(Saved entries)
########################################

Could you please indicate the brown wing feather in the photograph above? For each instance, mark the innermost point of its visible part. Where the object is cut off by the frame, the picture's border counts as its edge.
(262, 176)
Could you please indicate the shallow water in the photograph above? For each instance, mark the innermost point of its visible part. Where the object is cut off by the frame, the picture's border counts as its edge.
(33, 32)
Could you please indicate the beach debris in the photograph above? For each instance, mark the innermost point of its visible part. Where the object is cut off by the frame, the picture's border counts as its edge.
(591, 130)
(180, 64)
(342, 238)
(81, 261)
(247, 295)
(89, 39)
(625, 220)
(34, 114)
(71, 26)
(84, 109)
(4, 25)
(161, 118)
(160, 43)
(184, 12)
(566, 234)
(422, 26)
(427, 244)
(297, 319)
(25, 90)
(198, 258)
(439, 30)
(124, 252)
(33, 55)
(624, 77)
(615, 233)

########################################

§ What the exercise asks:
Nothing in the data should be altered; please repeat it exactly.

§ Response for this exercise:
Could you please indicate the brown wing feather in the photograph above? For each instance, mark the innermost point of its visible part. Where the object is cut off by the frame, the picture's border counts as its edge.
(262, 176)
Could you please indicate the shallow water in the photograph above? For each instance, mark the innermost point of its visible part. Where the object is cut off by the frame, the picture's border counts as its edge.
(33, 32)
Could you please indicate the beach debris in the photograph above? For each instance, mark the innermost point of its visible part. Where the object is cut off by the frame, the picture's border counts as its edge.
(591, 130)
(180, 64)
(342, 238)
(81, 261)
(247, 295)
(89, 39)
(625, 220)
(34, 114)
(71, 26)
(84, 109)
(4, 25)
(161, 118)
(160, 43)
(184, 12)
(566, 234)
(422, 26)
(427, 244)
(297, 319)
(25, 90)
(198, 258)
(439, 30)
(124, 252)
(33, 55)
(624, 77)
(615, 233)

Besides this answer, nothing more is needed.